(Provided entries)
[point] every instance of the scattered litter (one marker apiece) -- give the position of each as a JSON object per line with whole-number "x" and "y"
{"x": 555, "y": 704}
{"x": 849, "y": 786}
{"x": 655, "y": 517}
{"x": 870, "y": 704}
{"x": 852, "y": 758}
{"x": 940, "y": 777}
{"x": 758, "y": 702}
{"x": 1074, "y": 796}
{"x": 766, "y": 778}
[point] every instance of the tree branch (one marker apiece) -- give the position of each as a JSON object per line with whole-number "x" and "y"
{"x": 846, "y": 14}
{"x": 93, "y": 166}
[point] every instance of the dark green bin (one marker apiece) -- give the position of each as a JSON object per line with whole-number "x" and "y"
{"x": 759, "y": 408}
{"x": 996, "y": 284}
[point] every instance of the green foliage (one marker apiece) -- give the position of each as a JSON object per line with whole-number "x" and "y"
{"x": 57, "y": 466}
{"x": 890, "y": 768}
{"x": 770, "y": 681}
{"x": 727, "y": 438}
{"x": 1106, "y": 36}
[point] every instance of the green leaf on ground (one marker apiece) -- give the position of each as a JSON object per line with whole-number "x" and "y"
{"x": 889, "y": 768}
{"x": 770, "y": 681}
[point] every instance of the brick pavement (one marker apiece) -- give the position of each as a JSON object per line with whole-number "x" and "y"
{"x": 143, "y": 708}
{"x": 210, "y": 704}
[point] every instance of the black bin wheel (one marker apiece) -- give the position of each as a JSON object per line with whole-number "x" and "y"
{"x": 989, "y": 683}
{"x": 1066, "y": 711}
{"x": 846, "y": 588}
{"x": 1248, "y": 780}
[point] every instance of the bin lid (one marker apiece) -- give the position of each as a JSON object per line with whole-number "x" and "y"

(Your objective) Copy all of the material above word for word, keeping every line in its original order.

(Full answer)
[point] every instance of the scattered litter (one marker apiece) -- give the position of each as a JSON object per line with whole-number "x" and "y"
{"x": 555, "y": 704}
{"x": 849, "y": 786}
{"x": 655, "y": 517}
{"x": 870, "y": 704}
{"x": 852, "y": 758}
{"x": 940, "y": 777}
{"x": 758, "y": 702}
{"x": 1074, "y": 796}
{"x": 766, "y": 778}
[point] every instance of the tree branch (one marker apiece) -- give the position of each as a JSON object per line with whole-number "x" and "y"
{"x": 846, "y": 14}
{"x": 93, "y": 166}
[point] every instance of the dark green bin (one marker apiece) -- give the position of each as a JSON object per line with whole-number "x" and "y"
{"x": 759, "y": 408}
{"x": 996, "y": 284}
[point] every instance of the green foliage (one marker apiece) -- give the position of each as a JSON object per line with whole-number "x" and "y"
{"x": 57, "y": 466}
{"x": 890, "y": 768}
{"x": 770, "y": 681}
{"x": 727, "y": 438}
{"x": 1106, "y": 36}
[point] every instance of the green leaf on ground (one marker apiece) -- give the position of each as a JSON object per line with whole-number "x" and "y"
{"x": 889, "y": 768}
{"x": 770, "y": 681}
[point] every instance of the brick pavement (one marker apiece) -- give the position of each as a JSON object per line with whole-number "x" and "y"
{"x": 143, "y": 708}
{"x": 210, "y": 704}
[point] every instance of the black bin wheel (one marker apiece) -- give the position of each as a JSON object per line with whole-number "x" and "y"
{"x": 989, "y": 683}
{"x": 1066, "y": 711}
{"x": 846, "y": 588}
{"x": 1248, "y": 780}
[point] every instance of the bin lid (one marker apiece) -- give the position of each as a JSON object per line with whole-number "x" and "y"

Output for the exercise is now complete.